#### EXERCISE INSTRUCTIONS:
Please change "wooden" to "timber" in the records from the line with "TASK = point to the corrugated" through the end of the records, and give those lines again with nothing else altered.

------------

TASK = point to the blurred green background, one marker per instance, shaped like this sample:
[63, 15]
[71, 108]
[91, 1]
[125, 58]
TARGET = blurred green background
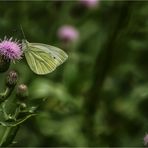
[99, 96]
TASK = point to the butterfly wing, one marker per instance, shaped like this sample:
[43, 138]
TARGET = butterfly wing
[58, 55]
[42, 59]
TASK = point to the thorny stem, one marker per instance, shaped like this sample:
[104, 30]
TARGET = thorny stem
[9, 132]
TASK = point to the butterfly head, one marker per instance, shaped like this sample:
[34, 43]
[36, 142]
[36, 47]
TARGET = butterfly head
[24, 45]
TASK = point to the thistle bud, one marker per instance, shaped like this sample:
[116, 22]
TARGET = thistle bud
[4, 63]
[22, 92]
[11, 79]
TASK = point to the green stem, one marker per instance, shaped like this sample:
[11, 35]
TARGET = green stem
[8, 136]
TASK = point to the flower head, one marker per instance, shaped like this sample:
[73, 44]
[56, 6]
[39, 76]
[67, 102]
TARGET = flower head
[68, 33]
[89, 3]
[12, 78]
[10, 49]
[145, 139]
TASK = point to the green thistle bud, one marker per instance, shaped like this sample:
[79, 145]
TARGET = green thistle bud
[11, 79]
[22, 92]
[4, 63]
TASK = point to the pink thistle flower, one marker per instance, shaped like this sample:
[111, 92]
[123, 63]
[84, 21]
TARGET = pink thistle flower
[89, 3]
[10, 49]
[145, 139]
[68, 33]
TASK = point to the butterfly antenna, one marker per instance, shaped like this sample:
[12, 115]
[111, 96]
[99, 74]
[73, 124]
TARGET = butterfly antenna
[23, 32]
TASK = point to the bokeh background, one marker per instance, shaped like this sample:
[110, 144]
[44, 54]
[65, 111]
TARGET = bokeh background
[99, 96]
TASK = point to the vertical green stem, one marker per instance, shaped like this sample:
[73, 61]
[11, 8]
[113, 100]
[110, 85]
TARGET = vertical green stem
[8, 136]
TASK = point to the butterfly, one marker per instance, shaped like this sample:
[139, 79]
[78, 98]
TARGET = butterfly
[42, 58]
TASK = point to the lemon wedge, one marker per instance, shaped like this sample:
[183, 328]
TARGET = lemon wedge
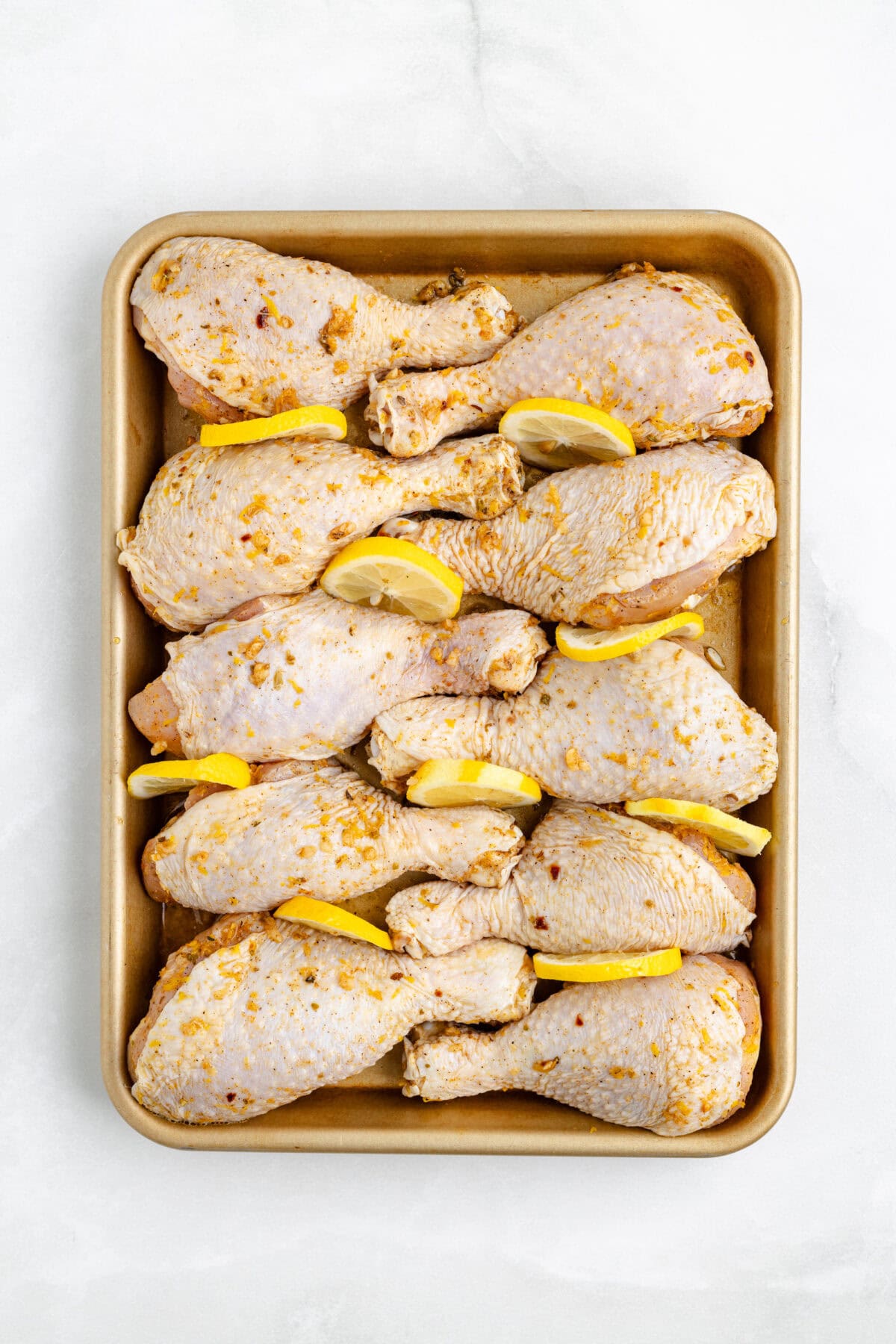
[455, 784]
[550, 432]
[395, 576]
[729, 833]
[304, 423]
[179, 776]
[585, 645]
[321, 914]
[606, 965]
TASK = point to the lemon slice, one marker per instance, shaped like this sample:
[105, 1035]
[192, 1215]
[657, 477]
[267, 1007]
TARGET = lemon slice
[304, 423]
[395, 576]
[723, 830]
[606, 965]
[321, 914]
[455, 784]
[585, 645]
[179, 776]
[550, 432]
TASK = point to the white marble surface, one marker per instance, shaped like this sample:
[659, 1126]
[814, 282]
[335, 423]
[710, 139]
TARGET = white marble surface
[119, 113]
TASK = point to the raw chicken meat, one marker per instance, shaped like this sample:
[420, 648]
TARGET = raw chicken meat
[660, 351]
[222, 526]
[655, 724]
[249, 332]
[615, 544]
[307, 679]
[307, 830]
[257, 1012]
[672, 1053]
[588, 880]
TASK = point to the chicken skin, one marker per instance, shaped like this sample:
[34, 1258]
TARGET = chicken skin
[308, 830]
[257, 1012]
[660, 351]
[307, 679]
[249, 332]
[672, 1053]
[588, 880]
[222, 526]
[656, 724]
[615, 544]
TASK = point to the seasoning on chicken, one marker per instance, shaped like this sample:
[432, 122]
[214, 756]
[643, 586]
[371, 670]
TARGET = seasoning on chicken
[307, 830]
[255, 1012]
[588, 880]
[655, 724]
[615, 544]
[305, 679]
[222, 526]
[249, 332]
[672, 1053]
[660, 351]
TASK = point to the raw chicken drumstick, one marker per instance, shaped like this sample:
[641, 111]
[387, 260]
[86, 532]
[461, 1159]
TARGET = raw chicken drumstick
[588, 880]
[222, 526]
[672, 1054]
[255, 1012]
[615, 544]
[662, 352]
[249, 332]
[655, 724]
[304, 830]
[305, 679]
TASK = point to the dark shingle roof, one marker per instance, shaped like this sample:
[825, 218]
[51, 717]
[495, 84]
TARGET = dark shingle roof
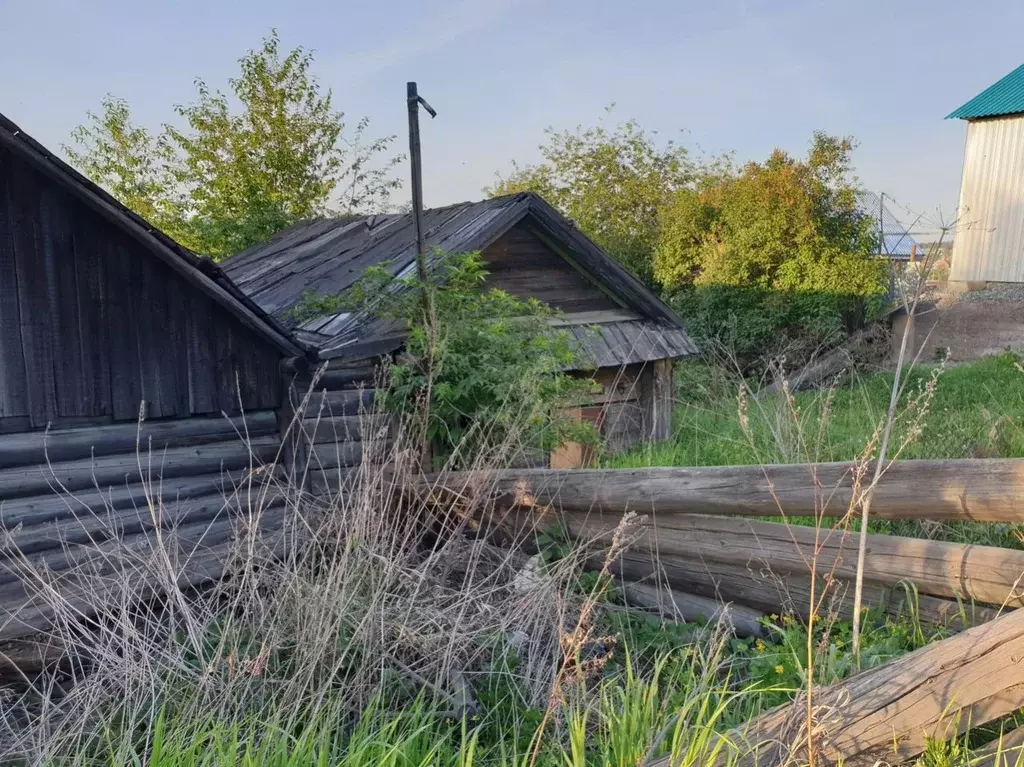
[1003, 97]
[201, 272]
[329, 256]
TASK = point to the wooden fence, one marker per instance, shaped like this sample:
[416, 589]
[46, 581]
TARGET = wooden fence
[730, 542]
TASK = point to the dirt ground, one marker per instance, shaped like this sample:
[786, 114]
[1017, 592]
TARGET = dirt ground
[970, 328]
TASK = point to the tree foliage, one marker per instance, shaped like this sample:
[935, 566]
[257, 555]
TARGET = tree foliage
[492, 369]
[240, 166]
[773, 253]
[612, 182]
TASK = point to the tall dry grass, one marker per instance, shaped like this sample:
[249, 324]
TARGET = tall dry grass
[369, 598]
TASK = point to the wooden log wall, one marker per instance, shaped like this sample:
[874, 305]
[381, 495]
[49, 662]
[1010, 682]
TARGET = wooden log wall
[77, 501]
[963, 489]
[335, 421]
[769, 566]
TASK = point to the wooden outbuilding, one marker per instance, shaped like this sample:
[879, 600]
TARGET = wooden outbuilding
[629, 338]
[121, 353]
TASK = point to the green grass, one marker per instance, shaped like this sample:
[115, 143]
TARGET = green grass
[977, 412]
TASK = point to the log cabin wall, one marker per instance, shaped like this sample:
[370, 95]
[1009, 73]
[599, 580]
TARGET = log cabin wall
[71, 498]
[335, 423]
[91, 325]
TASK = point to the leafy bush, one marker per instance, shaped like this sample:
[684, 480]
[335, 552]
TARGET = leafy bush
[759, 325]
[611, 182]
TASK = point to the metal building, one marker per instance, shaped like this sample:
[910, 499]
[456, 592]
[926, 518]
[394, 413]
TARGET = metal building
[989, 242]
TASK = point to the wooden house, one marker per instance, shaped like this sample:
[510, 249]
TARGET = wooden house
[989, 242]
[103, 317]
[628, 336]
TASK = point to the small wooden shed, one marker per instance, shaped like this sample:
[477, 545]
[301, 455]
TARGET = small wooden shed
[103, 317]
[630, 337]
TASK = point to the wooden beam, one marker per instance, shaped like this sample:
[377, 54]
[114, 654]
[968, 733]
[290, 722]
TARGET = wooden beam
[990, 491]
[888, 714]
[975, 573]
[345, 428]
[595, 317]
[660, 401]
[1006, 751]
[345, 402]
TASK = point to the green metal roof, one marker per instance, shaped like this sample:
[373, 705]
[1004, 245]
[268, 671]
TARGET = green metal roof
[1005, 97]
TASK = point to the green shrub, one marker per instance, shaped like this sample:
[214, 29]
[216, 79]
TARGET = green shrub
[775, 256]
[487, 370]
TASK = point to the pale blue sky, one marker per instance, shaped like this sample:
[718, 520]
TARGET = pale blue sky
[735, 75]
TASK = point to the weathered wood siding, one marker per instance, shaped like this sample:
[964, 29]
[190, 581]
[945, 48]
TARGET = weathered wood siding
[91, 325]
[74, 502]
[523, 265]
[335, 424]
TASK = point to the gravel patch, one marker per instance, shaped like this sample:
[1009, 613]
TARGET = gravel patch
[1004, 292]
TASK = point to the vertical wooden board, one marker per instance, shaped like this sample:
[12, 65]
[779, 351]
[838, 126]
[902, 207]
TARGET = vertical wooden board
[58, 257]
[662, 399]
[13, 388]
[151, 316]
[122, 332]
[202, 354]
[267, 377]
[172, 334]
[34, 299]
[224, 368]
[90, 268]
[248, 367]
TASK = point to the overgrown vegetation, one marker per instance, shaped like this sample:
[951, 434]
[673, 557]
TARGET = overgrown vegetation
[611, 181]
[768, 258]
[235, 169]
[977, 412]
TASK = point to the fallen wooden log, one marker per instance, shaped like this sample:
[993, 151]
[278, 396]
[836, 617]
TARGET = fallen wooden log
[753, 587]
[743, 621]
[1006, 751]
[962, 489]
[975, 573]
[68, 444]
[888, 714]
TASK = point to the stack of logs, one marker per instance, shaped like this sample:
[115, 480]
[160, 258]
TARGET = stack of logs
[700, 546]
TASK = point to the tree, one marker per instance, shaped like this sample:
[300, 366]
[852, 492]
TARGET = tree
[611, 182]
[128, 161]
[489, 374]
[227, 178]
[773, 252]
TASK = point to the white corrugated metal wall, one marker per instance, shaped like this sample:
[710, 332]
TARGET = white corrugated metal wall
[989, 241]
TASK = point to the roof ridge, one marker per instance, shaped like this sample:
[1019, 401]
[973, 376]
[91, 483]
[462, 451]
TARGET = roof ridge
[1005, 96]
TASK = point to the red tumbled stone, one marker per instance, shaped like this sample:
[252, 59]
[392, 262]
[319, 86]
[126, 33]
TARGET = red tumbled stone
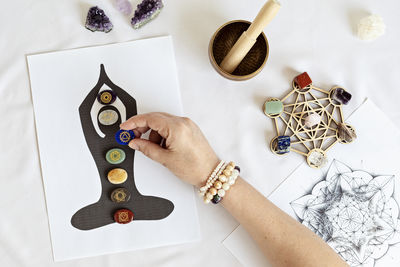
[303, 80]
[123, 216]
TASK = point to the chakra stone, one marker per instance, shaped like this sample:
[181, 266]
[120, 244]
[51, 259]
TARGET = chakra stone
[216, 199]
[303, 80]
[345, 133]
[317, 159]
[97, 20]
[145, 12]
[283, 145]
[123, 6]
[120, 195]
[273, 107]
[117, 176]
[123, 137]
[123, 216]
[115, 156]
[108, 117]
[312, 120]
[106, 97]
[342, 96]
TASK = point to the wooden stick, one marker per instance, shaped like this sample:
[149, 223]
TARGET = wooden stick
[249, 37]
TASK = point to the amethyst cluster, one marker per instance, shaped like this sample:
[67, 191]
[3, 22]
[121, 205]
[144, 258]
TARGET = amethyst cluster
[97, 20]
[146, 11]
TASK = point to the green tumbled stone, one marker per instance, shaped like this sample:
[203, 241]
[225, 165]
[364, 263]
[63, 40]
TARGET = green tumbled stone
[115, 156]
[273, 107]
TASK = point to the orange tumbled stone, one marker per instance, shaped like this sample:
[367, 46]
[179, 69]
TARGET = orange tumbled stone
[123, 216]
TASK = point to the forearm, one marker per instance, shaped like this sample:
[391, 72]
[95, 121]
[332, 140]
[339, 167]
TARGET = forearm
[284, 241]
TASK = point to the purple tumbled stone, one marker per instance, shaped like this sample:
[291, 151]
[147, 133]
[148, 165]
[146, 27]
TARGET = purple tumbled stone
[216, 199]
[146, 11]
[97, 20]
[123, 6]
[237, 168]
[342, 96]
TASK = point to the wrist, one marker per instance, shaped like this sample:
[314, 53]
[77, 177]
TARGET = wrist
[206, 171]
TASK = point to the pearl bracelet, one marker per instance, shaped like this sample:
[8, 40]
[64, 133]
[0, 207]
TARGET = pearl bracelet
[211, 179]
[226, 179]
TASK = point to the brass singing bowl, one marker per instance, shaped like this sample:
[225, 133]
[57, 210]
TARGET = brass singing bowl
[222, 42]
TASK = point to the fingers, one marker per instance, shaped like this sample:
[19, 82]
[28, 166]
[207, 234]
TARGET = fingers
[150, 149]
[156, 121]
[155, 137]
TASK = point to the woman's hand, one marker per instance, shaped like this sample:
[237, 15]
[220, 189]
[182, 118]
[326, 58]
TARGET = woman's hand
[185, 151]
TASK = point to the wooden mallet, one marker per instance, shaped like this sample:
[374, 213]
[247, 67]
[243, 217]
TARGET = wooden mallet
[249, 37]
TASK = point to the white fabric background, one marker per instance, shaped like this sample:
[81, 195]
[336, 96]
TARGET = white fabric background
[308, 35]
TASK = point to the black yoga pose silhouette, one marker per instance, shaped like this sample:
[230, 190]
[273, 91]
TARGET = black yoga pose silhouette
[101, 213]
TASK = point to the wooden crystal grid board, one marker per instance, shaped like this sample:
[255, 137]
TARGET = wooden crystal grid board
[297, 105]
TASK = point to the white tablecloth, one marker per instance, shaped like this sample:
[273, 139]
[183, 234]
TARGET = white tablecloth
[309, 35]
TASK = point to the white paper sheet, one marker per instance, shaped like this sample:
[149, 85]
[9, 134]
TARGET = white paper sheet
[60, 81]
[373, 151]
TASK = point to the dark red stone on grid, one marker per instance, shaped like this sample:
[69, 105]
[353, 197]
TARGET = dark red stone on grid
[123, 216]
[303, 80]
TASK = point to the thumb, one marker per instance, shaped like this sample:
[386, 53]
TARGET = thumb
[150, 149]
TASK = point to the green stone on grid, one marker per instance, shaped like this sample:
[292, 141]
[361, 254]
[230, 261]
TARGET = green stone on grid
[273, 107]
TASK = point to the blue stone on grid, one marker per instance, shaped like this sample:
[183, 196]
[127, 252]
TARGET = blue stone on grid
[283, 145]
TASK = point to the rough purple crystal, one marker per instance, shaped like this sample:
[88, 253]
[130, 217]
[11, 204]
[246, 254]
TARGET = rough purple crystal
[342, 96]
[123, 6]
[146, 11]
[97, 20]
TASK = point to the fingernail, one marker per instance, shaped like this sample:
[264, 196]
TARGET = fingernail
[133, 145]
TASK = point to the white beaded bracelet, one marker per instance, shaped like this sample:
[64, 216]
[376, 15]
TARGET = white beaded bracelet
[226, 179]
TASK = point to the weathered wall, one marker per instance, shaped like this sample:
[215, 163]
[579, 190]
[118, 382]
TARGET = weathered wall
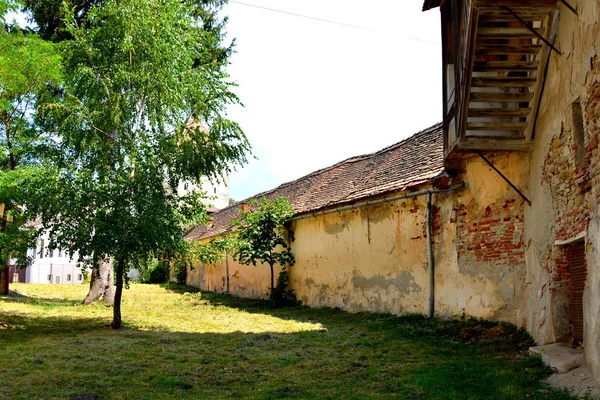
[375, 258]
[244, 280]
[564, 178]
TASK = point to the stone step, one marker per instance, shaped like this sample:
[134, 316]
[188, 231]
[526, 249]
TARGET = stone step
[561, 357]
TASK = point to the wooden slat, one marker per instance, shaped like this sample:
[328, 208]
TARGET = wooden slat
[504, 66]
[496, 126]
[543, 57]
[503, 82]
[506, 17]
[498, 112]
[507, 33]
[506, 49]
[500, 97]
[515, 3]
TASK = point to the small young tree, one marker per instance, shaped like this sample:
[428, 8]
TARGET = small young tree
[261, 237]
[137, 74]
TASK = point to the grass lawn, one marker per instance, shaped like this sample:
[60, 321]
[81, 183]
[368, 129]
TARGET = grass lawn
[183, 344]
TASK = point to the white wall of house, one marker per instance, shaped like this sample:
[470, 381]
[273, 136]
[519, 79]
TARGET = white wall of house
[52, 266]
[217, 193]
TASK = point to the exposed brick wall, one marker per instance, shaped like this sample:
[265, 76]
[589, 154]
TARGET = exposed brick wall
[591, 113]
[493, 235]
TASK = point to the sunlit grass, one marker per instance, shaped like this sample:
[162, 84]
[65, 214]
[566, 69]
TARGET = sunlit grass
[180, 343]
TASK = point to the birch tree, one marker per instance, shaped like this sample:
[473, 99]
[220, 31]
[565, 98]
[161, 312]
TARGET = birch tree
[138, 76]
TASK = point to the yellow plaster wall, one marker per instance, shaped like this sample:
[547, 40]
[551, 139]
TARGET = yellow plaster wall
[569, 78]
[244, 280]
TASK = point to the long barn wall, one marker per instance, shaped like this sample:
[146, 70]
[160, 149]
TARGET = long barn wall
[375, 258]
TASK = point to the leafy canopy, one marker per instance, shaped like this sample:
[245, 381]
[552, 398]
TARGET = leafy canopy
[138, 81]
[28, 65]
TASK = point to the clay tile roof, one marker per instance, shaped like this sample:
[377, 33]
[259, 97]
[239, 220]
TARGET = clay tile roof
[403, 165]
[429, 4]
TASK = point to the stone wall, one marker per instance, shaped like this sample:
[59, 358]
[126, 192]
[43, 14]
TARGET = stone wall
[374, 258]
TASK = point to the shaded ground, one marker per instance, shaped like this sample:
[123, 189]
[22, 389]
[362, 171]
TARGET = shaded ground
[183, 344]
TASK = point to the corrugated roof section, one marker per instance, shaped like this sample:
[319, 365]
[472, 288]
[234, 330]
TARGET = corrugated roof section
[406, 164]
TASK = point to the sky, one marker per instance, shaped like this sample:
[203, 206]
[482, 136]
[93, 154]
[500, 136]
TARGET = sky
[326, 80]
[317, 92]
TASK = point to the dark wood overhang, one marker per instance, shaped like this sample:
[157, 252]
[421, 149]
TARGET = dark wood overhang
[494, 58]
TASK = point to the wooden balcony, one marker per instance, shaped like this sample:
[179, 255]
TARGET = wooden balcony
[495, 56]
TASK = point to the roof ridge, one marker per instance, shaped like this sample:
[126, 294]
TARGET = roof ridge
[348, 160]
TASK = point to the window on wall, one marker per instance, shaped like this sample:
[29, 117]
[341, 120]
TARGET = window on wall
[578, 134]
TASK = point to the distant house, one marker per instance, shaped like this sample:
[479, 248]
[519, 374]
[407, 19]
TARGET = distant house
[48, 266]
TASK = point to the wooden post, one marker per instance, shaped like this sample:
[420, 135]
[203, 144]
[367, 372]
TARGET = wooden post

------------

#### RESULT OF THE EXERCISE:
TASK = point to the corrugated roof section, one marker per instance, shaped like this sample:
[319, 365]
[472, 288]
[234, 330]
TARGET = corrugated roof section
[406, 164]
TASK = point to the sky, one marker per instance, shaped like this sample:
[203, 206]
[482, 136]
[93, 154]
[500, 136]
TARGET = sky
[326, 80]
[317, 92]
TASK = point to the dark wood overhang, one marker per instance, shaped like this sample:
[157, 252]
[421, 149]
TARGET = dark wood overhang
[494, 58]
TASK = point to the timber balcony, one marker per instance, shaped like this sample:
[179, 255]
TARGET = timber balcony
[495, 56]
TASK = point to the roof ridge, one marker per instance, shaped like this sample:
[126, 294]
TARGET = roof ridge
[348, 160]
TASK = point to the window on wall, one marker per instance, shaped like this sample:
[29, 117]
[341, 120]
TARGET = window on wall
[578, 134]
TASK = point to the distant house, one marker per instance, shaped like this sample:
[479, 248]
[519, 374]
[407, 19]
TARGET = distant house
[48, 266]
TASK = point to the timber post, one marker per instance, shaped like this sample:
[420, 135]
[203, 144]
[367, 372]
TARGET = timber post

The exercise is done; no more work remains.